» **To be done**:
Copy the data below line by line, with no changes.

--- Start Data ---

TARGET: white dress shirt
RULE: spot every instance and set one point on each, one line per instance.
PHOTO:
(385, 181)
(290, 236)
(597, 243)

--- End Data ---

» **Output for this task**:
TARGET: white dress shirt
RULE: spot every instance and set one point on each, one line per instance.
PHOTO:
(385, 181)
(290, 236)
(597, 243)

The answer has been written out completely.